[Source document]
Furthermore, cerium oxide nanoparticles caused very little inflammatory response but not cell loss in human aortic endothelial (HAECs) cells exposed for 4 hours at concentrations up to 50 µg/mL, as measured by the mRNA expression of the inflammatory markers ICAM-1, IL-8 and MCP-1 (Gojova et al., 2009).

 

Xia et al. (2008) observed that CeO2 exhibited no cytotoxic effects in BEAS-2B (transformed human bronchial epithelial) cell and RAW 264.7 (phagocytic) cells. Moreover, CeO2 protected both cell types tested against a secondary oxidative stress stimulus, suggesting that the electronic properties of CeO2 may lead to antioxidant protective effects.
[/Source document]
[Dataset entries]
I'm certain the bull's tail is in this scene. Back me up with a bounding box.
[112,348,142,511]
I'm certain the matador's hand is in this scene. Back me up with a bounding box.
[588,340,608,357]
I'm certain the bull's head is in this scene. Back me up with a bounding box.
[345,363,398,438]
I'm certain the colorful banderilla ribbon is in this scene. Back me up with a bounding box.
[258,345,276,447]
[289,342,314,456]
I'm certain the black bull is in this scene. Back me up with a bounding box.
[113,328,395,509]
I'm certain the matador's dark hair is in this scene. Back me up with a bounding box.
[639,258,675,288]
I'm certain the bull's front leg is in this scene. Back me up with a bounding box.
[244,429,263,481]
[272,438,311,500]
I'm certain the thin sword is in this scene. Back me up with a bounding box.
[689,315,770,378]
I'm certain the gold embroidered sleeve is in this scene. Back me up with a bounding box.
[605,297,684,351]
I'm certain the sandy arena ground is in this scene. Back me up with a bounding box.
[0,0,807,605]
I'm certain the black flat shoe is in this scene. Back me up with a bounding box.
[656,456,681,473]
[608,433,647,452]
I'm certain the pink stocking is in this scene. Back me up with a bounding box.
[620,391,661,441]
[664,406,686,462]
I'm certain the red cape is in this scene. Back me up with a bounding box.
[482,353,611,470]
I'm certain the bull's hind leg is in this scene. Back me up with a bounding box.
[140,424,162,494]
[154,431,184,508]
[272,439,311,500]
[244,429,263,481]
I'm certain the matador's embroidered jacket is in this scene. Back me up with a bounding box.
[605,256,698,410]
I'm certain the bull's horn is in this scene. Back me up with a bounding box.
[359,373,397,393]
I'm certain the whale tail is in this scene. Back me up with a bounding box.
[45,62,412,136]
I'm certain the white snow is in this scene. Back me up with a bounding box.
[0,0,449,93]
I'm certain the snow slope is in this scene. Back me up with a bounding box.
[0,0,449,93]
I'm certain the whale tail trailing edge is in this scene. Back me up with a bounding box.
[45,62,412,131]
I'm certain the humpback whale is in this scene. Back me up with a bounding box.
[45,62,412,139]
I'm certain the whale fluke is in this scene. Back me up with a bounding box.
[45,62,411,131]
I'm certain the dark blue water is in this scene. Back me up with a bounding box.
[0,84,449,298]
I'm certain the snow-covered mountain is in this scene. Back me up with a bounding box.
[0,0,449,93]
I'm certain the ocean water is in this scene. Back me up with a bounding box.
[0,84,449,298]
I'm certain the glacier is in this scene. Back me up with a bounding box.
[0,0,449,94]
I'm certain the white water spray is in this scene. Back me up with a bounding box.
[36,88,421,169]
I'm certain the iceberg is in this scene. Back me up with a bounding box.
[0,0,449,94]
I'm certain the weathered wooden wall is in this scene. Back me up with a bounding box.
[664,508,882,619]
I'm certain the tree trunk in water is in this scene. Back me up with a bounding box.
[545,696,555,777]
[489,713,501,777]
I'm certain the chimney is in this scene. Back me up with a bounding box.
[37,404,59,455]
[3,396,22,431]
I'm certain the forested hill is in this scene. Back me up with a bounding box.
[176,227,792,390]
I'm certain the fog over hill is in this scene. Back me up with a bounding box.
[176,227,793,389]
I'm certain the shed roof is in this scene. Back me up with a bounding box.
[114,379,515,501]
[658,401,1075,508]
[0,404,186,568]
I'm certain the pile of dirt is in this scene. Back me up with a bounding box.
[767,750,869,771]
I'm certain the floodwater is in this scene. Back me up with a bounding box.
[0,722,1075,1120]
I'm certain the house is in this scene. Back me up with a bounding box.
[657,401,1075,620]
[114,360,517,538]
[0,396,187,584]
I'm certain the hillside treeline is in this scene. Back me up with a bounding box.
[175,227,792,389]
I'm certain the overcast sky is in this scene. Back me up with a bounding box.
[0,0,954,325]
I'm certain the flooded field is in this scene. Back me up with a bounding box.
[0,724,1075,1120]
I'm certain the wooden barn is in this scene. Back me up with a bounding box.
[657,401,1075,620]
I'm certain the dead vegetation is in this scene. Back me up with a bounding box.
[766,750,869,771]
[/Dataset entries]
◆ Task prompt:
Pick up the passage on cerium oxide nanoparticles and cell studies after its final sentence and continue writing it.

◆ Result of the task:
In contrast, Lin et al. (2006) showed that in the human bronchoalveolar (A549) carcinoma-derived cells treated with 20 nm CeO2 nanoparticles, reactive oxygen species (ROS) were induced and cell viability was decreased. The elevated oxidative stress was found to increase the production of MDA and LDH, indicators of lipid peroxidation and membrane damage, respectively.

 

While exposure of human dermal fibroblasts to cerium oxide nanoparticles resulted in no cytotoxicity, DNA damage was detected in fibroblasts using a Comet assay (Auffan et al., 2009). The authors suggested that this may be related to oxidative stress induced by reactive oxygen species generation. Redox processes between cerium oxide nanoparticles and molecules present in cell nutritive medium (mainly proteins) were responsible for 8 ± 2% reduction in the Ce3+ oxidation state.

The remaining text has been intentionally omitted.